§ Short exercise
Copy out every line of the records below with "small hole in leaf" changed to "tiny gap in leaf" and nothing else altered. Leave the pictures out.

(Lines of data)

────────

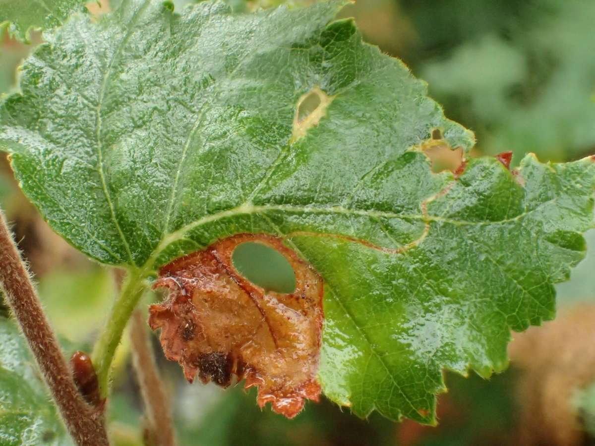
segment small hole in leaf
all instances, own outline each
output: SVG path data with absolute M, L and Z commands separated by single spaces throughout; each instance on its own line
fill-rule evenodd
M 248 241 L 231 255 L 236 269 L 266 291 L 291 294 L 296 289 L 293 268 L 281 253 L 262 243 Z
M 438 173 L 444 170 L 456 172 L 463 163 L 463 149 L 451 149 L 447 145 L 433 145 L 424 149 L 424 153 L 432 163 L 432 171 Z
M 319 105 L 320 105 L 320 96 L 318 92 L 315 90 L 310 92 L 302 99 L 298 107 L 298 122 L 302 122 L 318 108 Z
M 318 87 L 303 95 L 298 100 L 293 117 L 293 131 L 292 142 L 305 136 L 308 131 L 316 127 L 326 115 L 327 108 L 334 99 Z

────────

§ Answer to this task
segment tiny gap in leaf
all instances, own outline each
output: SVG path data with absolute M, L and Z commands separated by single spaces throughout; each instance on its own line
fill-rule evenodd
M 248 241 L 231 255 L 236 269 L 266 291 L 291 294 L 296 289 L 293 268 L 281 253 L 262 243 Z
M 438 173 L 444 170 L 456 172 L 463 163 L 463 149 L 451 149 L 447 145 L 433 145 L 424 149 L 424 153 L 432 163 L 432 171 Z
M 319 105 L 320 105 L 320 96 L 318 92 L 315 90 L 310 92 L 302 99 L 298 107 L 298 122 L 302 122 L 318 108 Z
M 318 87 L 303 95 L 298 100 L 293 117 L 293 131 L 292 142 L 305 136 L 308 131 L 316 127 L 326 115 L 327 108 L 334 99 Z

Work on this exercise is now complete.